____ Records shown

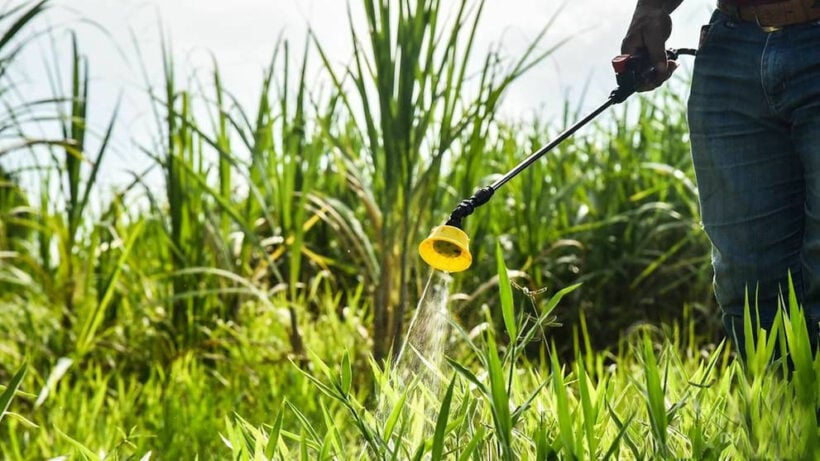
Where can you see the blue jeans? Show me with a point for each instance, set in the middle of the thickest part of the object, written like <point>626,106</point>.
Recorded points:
<point>754,117</point>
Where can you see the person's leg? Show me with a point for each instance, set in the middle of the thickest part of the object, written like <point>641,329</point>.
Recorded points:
<point>800,101</point>
<point>750,180</point>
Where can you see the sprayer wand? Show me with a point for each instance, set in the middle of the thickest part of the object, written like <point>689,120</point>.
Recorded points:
<point>446,248</point>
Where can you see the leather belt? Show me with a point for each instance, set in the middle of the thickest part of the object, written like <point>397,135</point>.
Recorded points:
<point>772,16</point>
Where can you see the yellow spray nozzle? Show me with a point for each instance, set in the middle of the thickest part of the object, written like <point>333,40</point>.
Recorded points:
<point>446,249</point>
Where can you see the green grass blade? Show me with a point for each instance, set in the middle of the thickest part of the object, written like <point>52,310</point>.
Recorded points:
<point>505,292</point>
<point>437,451</point>
<point>11,389</point>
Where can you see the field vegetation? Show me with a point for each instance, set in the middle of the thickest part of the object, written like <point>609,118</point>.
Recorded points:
<point>251,307</point>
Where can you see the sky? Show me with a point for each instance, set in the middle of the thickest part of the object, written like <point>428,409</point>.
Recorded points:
<point>240,36</point>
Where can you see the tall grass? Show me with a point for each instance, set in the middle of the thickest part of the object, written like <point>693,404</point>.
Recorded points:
<point>250,306</point>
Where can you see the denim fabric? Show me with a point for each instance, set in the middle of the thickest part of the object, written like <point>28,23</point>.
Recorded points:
<point>754,116</point>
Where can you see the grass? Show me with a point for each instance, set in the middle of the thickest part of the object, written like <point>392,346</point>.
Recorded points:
<point>250,308</point>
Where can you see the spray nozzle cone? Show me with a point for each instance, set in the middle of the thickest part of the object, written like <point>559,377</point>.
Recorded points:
<point>447,249</point>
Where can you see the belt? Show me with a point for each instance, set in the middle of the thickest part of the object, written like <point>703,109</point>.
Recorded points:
<point>772,16</point>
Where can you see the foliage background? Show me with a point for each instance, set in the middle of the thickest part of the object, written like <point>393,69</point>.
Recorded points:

________

Request: Retype all of the material above verbatim, leaving out the pictures.

Solved problem:
Where can you see the blue jeans? Show me with a point for each instance, set in the middle of the thickest part of the object, written like <point>626,106</point>.
Recorded points:
<point>754,117</point>
Where can you see the person's leg? Show me with a point for each instance, set in the middle of the thickest part of the object, written like <point>641,329</point>.
Recorded points:
<point>800,101</point>
<point>750,180</point>
Where can you see the sprayer wand? Show me with a point for each instance, set in the middle of the thickest part of the object, written like <point>689,120</point>.
Recorded points:
<point>446,248</point>
Where can you see the leather belt? Show me with a point for each instance, set in the middle of the thickest part of the object, written like <point>397,135</point>.
Recorded points:
<point>772,16</point>
Where can you see the yellow spray nozzle? Show me with a point for each instance, set in the middle of the thickest part of the object, written like <point>333,40</point>.
Recorded points:
<point>446,249</point>
Where can you see the green grass blade? Show me with a point for each instance, set in the middle of the thickest part of the object, written like <point>52,310</point>.
Recorded points:
<point>505,292</point>
<point>437,451</point>
<point>11,389</point>
Where can you see the field vegetation? Show me with a point for each instance, set in the middle of the thickest part of the object, written like <point>609,118</point>.
Recorded points:
<point>251,307</point>
Where can you see the sky? Show me with a point for each instance, set in the middle of the thickest part of the object, written like <point>428,409</point>.
Recorded points:
<point>240,36</point>
Where can you see the tall grass? Show me with a point for each instance, set in the middle of the thickest part of the object, written like <point>693,404</point>.
Recorded points:
<point>250,306</point>
Where can you see the denim fabric? Show me with a point for each instance, set in the middle of the thickest part of the object, written like <point>28,23</point>.
Recorded points:
<point>754,116</point>
Where can you see the grass? Show me with a point for each instance, set in the middle of the thickest part of the object, written like <point>392,346</point>.
Recorded points:
<point>250,308</point>
Where can you see the spray nozzle cone? Show me with a point for each instance, set in the middle of the thickest part of the object, written like <point>559,377</point>.
Recorded points:
<point>447,249</point>
Where can you see the belt? Show me with a point for each instance, set in the middle of the thickest part of the object, written like <point>703,109</point>.
Recorded points:
<point>772,16</point>
Where can you see the foliage background? Show me with a point for each instance, set in the middle of the thickest part of the object, written like <point>393,69</point>.
Recorded points:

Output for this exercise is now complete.